Turn every line of the data below into a numbered list, one line per item, and leave out any blank lines.
** start Exercise materials **
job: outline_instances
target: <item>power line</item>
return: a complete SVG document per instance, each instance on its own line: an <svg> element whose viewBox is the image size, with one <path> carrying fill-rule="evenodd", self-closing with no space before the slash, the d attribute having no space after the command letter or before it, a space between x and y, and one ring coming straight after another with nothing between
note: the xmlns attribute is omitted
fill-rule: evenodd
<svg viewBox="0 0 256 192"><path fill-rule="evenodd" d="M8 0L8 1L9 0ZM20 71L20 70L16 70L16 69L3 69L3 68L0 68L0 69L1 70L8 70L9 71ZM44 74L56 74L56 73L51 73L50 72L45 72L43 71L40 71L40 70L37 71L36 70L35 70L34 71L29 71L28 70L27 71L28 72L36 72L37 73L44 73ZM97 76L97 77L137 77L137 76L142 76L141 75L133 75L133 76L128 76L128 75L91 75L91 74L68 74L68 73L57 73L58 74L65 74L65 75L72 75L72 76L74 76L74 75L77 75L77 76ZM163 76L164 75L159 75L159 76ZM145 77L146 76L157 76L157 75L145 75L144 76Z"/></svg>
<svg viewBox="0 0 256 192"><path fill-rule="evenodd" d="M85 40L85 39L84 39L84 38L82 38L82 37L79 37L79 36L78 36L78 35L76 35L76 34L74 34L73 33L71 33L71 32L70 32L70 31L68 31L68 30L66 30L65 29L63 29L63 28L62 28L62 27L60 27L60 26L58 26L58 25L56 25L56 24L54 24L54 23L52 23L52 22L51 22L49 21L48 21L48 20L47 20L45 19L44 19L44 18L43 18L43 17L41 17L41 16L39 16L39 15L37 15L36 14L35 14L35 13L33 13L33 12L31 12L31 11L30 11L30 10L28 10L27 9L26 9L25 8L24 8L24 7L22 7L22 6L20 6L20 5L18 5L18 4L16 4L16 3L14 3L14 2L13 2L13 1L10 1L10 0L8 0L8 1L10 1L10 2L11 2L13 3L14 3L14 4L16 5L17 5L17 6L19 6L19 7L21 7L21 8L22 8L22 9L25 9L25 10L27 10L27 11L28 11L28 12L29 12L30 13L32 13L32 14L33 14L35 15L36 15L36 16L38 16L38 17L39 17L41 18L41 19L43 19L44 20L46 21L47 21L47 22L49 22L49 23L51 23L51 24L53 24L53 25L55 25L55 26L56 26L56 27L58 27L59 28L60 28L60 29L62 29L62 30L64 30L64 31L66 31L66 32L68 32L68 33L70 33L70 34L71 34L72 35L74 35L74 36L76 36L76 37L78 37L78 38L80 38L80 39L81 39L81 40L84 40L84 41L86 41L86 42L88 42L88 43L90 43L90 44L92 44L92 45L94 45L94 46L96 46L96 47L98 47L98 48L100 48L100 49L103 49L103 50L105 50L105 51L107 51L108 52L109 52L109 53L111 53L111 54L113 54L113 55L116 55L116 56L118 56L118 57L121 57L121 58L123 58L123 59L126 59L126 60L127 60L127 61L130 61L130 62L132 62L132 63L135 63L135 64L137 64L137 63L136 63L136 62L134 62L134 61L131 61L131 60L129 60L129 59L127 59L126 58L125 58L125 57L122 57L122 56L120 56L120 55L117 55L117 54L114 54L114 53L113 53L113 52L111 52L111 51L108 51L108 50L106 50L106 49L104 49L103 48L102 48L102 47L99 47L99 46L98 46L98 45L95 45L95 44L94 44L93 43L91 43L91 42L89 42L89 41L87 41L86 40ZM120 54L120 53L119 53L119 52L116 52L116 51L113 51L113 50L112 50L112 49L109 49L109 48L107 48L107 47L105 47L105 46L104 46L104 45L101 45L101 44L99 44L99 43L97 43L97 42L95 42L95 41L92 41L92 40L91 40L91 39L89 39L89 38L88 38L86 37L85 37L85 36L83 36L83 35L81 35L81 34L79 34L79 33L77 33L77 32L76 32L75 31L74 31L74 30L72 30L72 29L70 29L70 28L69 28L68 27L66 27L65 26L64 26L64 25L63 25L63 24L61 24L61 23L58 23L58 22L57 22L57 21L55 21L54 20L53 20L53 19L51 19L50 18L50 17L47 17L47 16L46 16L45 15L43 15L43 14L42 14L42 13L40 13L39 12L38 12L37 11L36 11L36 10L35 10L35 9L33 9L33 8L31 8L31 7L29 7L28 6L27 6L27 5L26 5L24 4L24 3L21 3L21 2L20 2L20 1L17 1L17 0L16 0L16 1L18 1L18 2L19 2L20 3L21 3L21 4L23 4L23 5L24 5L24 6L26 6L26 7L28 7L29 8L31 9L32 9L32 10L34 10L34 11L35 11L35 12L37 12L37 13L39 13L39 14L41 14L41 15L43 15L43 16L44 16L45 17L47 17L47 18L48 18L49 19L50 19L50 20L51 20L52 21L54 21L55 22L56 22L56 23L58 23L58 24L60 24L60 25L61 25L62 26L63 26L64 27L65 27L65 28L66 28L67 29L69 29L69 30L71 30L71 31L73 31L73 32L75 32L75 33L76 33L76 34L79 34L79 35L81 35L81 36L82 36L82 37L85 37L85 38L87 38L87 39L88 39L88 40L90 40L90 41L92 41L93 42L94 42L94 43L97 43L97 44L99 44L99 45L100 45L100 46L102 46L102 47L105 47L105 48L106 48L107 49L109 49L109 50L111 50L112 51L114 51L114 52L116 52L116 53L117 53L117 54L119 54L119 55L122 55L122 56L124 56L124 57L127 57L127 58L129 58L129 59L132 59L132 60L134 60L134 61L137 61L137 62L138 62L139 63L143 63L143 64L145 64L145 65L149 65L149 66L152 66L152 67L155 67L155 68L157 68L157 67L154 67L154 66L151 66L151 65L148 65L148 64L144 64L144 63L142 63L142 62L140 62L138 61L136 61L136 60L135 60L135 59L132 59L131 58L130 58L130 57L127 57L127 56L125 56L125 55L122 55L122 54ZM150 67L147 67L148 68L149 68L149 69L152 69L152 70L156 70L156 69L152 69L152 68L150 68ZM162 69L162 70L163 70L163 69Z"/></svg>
** end Exercise materials **
**Written response:**
1. job: outline_instances
2. target: <item>power line</item>
3. return: a complete SVG document per instance, each instance on its own line: an <svg> element whose viewBox is the image size, with one <path> carrying fill-rule="evenodd", self-closing with no space before the slash, the d attribute having no space after the command letter or before it, a space between x and y, and one ring coming straight after another with nothing between
4. note: the xmlns attribute is omitted
5. fill-rule: evenodd
6. <svg viewBox="0 0 256 192"><path fill-rule="evenodd" d="M8 0L8 1L9 0ZM20 71L20 70L16 70L16 69L3 69L3 68L0 68L0 69L1 70L8 70L9 71ZM44 74L56 74L56 73L51 73L50 72L45 72L43 71L40 71L40 70L37 71L36 70L35 70L34 71L29 71L28 70L27 71L28 72L36 72L37 73L44 73ZM97 76L97 77L137 77L137 76L142 76L141 75L133 75L133 76L128 76L128 75L91 75L91 74L68 74L68 73L57 73L58 74L65 74L65 75L72 75L72 76L74 76L74 75L77 75L77 76ZM163 76L164 75L159 75L159 76ZM145 77L146 76L157 76L157 75L145 75L144 76Z"/></svg>
7. <svg viewBox="0 0 256 192"><path fill-rule="evenodd" d="M85 40L85 39L84 39L84 38L82 38L82 37L79 37L79 36L78 36L78 35L76 35L76 34L74 34L73 33L71 33L71 32L70 32L70 31L68 31L68 30L66 30L65 29L63 29L63 28L62 28L62 27L60 27L60 26L58 26L58 25L56 25L56 24L54 24L54 23L52 23L52 22L51 22L49 21L48 21L48 20L47 20L45 19L44 19L44 18L43 18L43 17L41 17L41 16L39 16L39 15L37 15L36 14L35 14L35 13L33 13L33 12L31 12L31 11L30 11L30 10L28 10L27 9L26 9L25 8L24 8L24 7L22 7L22 6L20 6L20 5L18 5L18 4L16 4L16 3L14 3L14 2L13 2L13 1L10 1L10 0L8 0L8 1L10 1L10 2L11 2L13 3L14 3L14 4L16 5L17 5L17 6L19 6L19 7L21 7L21 8L22 8L22 9L25 9L25 10L27 10L27 11L28 11L28 12L29 12L30 13L32 13L32 14L33 14L35 15L36 15L36 16L38 16L38 17L39 17L41 18L41 19L43 19L44 20L46 21L47 21L47 22L49 22L49 23L51 23L51 24L53 24L53 25L55 25L55 26L56 26L56 27L58 27L59 28L60 28L60 29L62 29L62 30L64 30L64 31L66 31L66 32L68 32L68 33L70 33L70 34L71 34L72 35L74 35L74 36L76 36L76 37L78 37L78 38L80 38L80 39L81 39L81 40L84 40L84 41L86 41L86 42L88 42L88 43L90 43L90 44L92 44L92 45L94 45L94 46L96 46L96 47L98 47L98 48L100 48L100 49L103 49L103 50L105 50L105 51L107 51L108 52L109 52L109 53L111 53L111 54L113 54L113 55L116 55L116 56L118 56L118 57L121 57L121 58L123 58L123 59L126 59L126 60L127 60L127 61L130 61L130 62L132 62L132 63L135 63L135 64L137 64L137 63L136 63L136 62L134 62L134 61L131 61L131 60L129 60L129 59L127 59L126 58L125 58L125 57L122 57L122 56L120 56L120 55L117 55L117 54L114 54L114 53L113 53L113 52L111 52L111 51L108 51L108 50L106 50L106 49L104 49L103 48L102 48L102 47L99 47L99 46L98 46L98 45L95 45L95 44L94 44L93 43L91 43L91 42L89 42L89 41L87 41L86 40ZM120 54L120 53L119 53L119 52L116 52L116 51L113 51L113 50L112 50L112 49L109 49L109 48L107 48L107 47L105 47L105 46L104 46L104 45L101 45L101 44L99 44L99 43L97 43L97 42L95 42L95 41L92 41L92 40L91 40L91 39L89 39L89 38L88 38L86 37L85 37L85 36L83 36L83 35L81 35L81 34L79 34L79 33L77 33L77 32L76 32L75 31L74 31L74 30L72 30L72 29L70 29L70 28L69 28L68 27L66 27L65 26L64 26L64 25L63 25L63 24L61 24L61 23L58 23L58 22L57 22L57 21L55 21L54 20L53 20L53 19L51 19L50 18L50 17L47 17L47 16L46 16L45 15L43 15L43 14L42 14L42 13L40 13L39 12L38 12L37 11L36 11L36 10L35 10L35 9L33 9L33 8L31 8L31 7L29 7L28 6L27 6L27 5L26 5L24 4L24 3L21 3L21 2L20 2L20 1L17 1L17 0L16 0L16 1L18 1L18 2L19 2L20 3L21 3L21 4L23 4L23 5L24 5L24 6L26 6L26 7L28 7L29 8L31 9L32 9L32 10L34 10L34 11L35 11L35 12L37 12L37 13L39 13L39 14L41 14L41 15L43 15L43 16L44 16L45 17L47 17L47 18L48 18L49 19L50 19L50 20L51 20L52 21L54 21L55 22L56 22L56 23L58 23L58 24L60 24L60 25L61 25L62 26L63 26L64 27L65 27L65 28L66 28L67 29L69 29L69 30L71 30L71 31L73 31L73 32L75 32L75 33L76 33L76 34L79 34L79 35L81 35L81 36L82 36L82 37L85 37L85 38L87 38L87 39L88 39L88 40L90 40L90 41L92 41L93 42L94 42L94 43L97 43L97 44L99 44L99 45L100 45L100 46L102 46L102 47L105 47L105 48L106 48L107 49L109 49L109 50L111 50L112 51L114 51L114 52L116 52L116 53L117 53L117 54L119 54L119 55L122 55L122 56L124 56L124 57L127 57L127 58L129 58L129 59L132 59L132 60L134 60L134 61L137 61L137 62L138 62L139 63L143 63L143 64L145 64L145 65L149 65L149 66L152 66L152 67L155 67L155 68L157 68L157 67L154 67L154 66L151 66L151 65L148 65L148 64L144 64L144 63L142 63L142 62L140 62L138 61L136 61L136 60L135 60L135 59L132 59L131 58L130 58L130 57L127 57L127 56L125 56L125 55L122 55L122 54ZM150 67L147 67L148 68L149 68L149 69L152 69L152 70L156 70L156 69L152 69L152 68L150 68ZM162 69L162 70L163 70L163 69Z"/></svg>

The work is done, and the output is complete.